**REQUEST:**
The entries need to be copied exactly.

**Entries from a point annotation set:**
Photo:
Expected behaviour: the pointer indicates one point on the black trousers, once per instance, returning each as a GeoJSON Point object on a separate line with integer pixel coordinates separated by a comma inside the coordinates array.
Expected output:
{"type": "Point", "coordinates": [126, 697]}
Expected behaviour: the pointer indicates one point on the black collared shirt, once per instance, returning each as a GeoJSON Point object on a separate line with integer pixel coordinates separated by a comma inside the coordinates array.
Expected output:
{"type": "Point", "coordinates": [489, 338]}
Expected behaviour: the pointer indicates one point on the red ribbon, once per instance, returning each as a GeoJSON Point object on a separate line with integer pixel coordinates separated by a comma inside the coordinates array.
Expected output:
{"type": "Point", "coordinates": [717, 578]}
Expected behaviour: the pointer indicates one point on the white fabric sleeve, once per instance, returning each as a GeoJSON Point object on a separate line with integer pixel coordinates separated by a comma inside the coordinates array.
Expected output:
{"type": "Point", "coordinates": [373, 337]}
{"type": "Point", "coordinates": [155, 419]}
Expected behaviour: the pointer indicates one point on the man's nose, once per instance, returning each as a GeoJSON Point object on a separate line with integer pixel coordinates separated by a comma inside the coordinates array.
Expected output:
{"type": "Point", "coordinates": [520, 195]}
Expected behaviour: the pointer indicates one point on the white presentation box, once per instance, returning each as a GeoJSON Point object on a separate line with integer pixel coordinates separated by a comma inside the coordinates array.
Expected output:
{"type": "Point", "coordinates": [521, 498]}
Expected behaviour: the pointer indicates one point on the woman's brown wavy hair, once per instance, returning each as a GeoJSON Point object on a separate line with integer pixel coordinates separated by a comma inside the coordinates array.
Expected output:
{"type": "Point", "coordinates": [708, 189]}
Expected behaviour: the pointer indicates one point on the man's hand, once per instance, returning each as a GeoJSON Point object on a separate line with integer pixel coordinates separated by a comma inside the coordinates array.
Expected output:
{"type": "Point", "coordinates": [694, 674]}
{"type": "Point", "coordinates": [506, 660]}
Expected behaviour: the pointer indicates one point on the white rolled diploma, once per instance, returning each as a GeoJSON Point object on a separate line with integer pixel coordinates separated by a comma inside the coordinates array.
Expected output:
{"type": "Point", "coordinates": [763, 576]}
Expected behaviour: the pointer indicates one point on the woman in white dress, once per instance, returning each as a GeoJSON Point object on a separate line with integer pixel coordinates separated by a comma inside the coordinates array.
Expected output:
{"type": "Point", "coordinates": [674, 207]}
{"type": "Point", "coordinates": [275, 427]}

**RESPONSE:**
Photo:
Expected behaviour: the pointer indicates one point on the black trousers, once per instance, returning each as a GeoJSON Point object on a separate line with integer pixel coordinates separated by a comma inside the coordinates array.
Expected output:
{"type": "Point", "coordinates": [126, 697]}
Expected behaviour: the pointer indicates one point on the black collared shirt, once per instance, returning each as a GeoJSON Point object on a separate line with integer pixel coordinates separated by a comma inside the coordinates array.
Expected output:
{"type": "Point", "coordinates": [489, 338]}
Expected behaviour: the pointer indicates one point on the red ribbon, once per instance, returning each as a GeoJSON Point object on a separate line with integer pixel coordinates separated by a comma inside the coordinates array.
Expected output:
{"type": "Point", "coordinates": [717, 578]}
Expected behaviour: the pointer indicates one point on the white fabric sleeve, once per instance, returning each as a GeoJSON Point object on a separate line with integer pixel coordinates separated by a comma inside the coordinates array.
Expected output:
{"type": "Point", "coordinates": [373, 337]}
{"type": "Point", "coordinates": [155, 419]}
Expected behaviour: the pointer indicates one point on the man's nose, once per instance, returning each as a GeoJSON Point object on a separate line with integer pixel coordinates separated by a comma inside the coordinates array.
Expected output:
{"type": "Point", "coordinates": [520, 195]}
Expected behaviour: the pointer indicates one point on the white presentation box, once per instance, returning each as a GeoJSON Point object on a separate line with integer pixel coordinates separated by a comma inside the coordinates array.
Expected output:
{"type": "Point", "coordinates": [521, 498]}
Expected behaviour: the pointer indicates one point on the woman's brown wavy hair, once per instance, returning each as a GeoJSON Point object on a separate line with integer pixel coordinates separated by a comma inside the coordinates array.
Expected output:
{"type": "Point", "coordinates": [708, 189]}
Expected behaviour: the pointer indicates one point on the man's hand, once per instance, returning each as a GeoJSON Point object on a separate line with integer pixel coordinates separated by a comma inside the coordinates array.
Expected output:
{"type": "Point", "coordinates": [694, 674]}
{"type": "Point", "coordinates": [506, 660]}
Expected behaviour: the pointer indicates one point on the white rolled diploma, once per instance, returning each as a GeoJSON Point object on a separate line with integer pixel coordinates separated by a comma inside the coordinates array.
Expected output:
{"type": "Point", "coordinates": [763, 576]}
Expected behaviour: the pointer indicates one point on the woman in white dress, once per instance, returning each as a GeoJSON Point object on a separate line with integer pixel coordinates separated by a comma inside the coordinates array.
Expected output:
{"type": "Point", "coordinates": [674, 207]}
{"type": "Point", "coordinates": [275, 427]}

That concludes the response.